What needs to be done:
Only the lines starting at the one that contains "# test: pointer marks a dot on each instance" and running to the end should be repeated, exactly as written.

Extracted data entries:
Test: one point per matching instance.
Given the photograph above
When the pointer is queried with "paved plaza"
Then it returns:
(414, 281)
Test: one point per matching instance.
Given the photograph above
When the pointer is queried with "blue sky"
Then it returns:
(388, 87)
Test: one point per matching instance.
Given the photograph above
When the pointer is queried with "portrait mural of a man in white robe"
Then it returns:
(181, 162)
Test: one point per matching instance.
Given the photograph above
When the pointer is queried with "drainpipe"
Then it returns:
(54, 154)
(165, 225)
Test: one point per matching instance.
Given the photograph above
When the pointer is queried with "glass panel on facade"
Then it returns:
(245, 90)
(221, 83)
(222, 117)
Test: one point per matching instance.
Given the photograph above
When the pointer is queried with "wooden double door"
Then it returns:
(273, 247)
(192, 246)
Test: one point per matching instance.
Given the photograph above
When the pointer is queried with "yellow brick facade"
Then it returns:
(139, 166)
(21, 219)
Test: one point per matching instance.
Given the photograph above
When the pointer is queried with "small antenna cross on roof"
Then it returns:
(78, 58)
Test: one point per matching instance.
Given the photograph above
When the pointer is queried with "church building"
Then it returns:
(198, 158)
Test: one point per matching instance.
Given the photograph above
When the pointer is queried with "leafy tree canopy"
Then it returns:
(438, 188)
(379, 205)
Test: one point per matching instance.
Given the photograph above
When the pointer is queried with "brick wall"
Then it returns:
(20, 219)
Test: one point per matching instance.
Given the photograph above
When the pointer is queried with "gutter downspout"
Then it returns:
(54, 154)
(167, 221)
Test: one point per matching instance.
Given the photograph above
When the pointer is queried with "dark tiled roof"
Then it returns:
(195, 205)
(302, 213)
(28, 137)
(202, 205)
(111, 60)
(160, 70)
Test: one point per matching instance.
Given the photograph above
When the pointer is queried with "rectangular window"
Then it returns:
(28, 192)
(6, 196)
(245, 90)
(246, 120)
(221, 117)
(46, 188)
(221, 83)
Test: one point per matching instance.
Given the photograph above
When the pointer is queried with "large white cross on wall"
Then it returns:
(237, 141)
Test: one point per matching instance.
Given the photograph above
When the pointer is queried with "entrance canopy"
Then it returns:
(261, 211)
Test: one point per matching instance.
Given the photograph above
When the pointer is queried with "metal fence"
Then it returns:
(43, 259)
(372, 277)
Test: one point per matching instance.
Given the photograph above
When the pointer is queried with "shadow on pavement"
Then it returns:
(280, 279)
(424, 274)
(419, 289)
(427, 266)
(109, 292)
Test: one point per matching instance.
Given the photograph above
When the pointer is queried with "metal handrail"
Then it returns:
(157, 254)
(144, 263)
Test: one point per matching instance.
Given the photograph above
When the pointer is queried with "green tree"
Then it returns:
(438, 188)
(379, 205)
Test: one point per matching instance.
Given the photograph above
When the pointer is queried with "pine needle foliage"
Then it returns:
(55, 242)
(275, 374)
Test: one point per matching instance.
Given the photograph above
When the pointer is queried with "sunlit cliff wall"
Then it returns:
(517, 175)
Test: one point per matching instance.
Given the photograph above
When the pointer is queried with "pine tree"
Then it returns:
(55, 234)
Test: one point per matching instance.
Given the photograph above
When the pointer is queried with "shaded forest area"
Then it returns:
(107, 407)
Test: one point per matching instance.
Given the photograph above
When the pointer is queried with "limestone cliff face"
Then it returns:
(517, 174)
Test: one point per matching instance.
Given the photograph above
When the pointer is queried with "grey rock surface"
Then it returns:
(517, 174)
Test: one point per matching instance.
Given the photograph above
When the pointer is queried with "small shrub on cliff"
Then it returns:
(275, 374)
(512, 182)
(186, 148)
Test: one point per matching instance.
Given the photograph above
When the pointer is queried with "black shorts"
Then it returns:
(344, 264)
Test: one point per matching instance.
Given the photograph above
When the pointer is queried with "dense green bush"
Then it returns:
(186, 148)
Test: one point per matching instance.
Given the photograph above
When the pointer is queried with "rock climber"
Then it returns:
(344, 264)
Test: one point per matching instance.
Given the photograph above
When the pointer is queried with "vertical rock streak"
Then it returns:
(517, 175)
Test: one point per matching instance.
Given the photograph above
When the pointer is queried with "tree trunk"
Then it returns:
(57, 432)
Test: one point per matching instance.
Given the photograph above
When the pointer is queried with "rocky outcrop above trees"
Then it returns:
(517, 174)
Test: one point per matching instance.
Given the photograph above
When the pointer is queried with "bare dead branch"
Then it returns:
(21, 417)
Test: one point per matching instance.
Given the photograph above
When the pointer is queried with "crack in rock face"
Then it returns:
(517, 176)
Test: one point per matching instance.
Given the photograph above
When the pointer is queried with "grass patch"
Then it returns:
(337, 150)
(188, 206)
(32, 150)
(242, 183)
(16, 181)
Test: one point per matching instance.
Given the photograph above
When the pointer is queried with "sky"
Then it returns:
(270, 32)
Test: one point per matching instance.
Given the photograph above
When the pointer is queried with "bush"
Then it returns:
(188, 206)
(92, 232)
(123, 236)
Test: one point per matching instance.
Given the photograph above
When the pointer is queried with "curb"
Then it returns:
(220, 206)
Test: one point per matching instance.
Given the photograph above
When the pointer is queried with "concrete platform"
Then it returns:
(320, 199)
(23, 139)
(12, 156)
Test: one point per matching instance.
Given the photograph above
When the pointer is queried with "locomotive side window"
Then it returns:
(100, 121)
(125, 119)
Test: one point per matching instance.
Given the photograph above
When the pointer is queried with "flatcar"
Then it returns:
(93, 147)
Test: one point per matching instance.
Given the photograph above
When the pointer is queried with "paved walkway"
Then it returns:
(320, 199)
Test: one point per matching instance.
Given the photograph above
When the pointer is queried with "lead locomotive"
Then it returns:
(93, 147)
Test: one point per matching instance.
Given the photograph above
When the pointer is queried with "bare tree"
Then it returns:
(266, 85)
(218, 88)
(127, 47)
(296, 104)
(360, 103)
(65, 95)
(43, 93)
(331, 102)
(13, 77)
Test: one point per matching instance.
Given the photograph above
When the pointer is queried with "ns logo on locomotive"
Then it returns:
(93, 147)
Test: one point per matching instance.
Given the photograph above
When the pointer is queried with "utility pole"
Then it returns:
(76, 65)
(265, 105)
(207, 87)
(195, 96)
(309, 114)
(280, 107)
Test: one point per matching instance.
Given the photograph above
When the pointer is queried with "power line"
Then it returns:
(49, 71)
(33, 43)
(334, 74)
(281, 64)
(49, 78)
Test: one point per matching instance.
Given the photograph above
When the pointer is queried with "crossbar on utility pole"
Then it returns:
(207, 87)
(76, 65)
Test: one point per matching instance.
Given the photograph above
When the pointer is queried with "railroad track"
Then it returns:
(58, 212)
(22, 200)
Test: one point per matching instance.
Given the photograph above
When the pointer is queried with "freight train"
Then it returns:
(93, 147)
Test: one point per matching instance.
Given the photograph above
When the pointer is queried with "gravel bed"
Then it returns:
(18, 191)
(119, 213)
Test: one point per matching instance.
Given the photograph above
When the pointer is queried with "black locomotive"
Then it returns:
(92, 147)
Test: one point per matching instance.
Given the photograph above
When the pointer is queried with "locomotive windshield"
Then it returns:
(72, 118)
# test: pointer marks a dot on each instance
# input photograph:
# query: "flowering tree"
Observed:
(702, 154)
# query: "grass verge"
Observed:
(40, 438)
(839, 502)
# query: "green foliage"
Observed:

Exercise response:
# test: pointer marks a dot on each instance
# input photograph:
# query: "flowering tree"
Observed:
(702, 154)
# query: "grass verge"
Observed:
(40, 438)
(839, 502)
# query: "green foliage"
Observed:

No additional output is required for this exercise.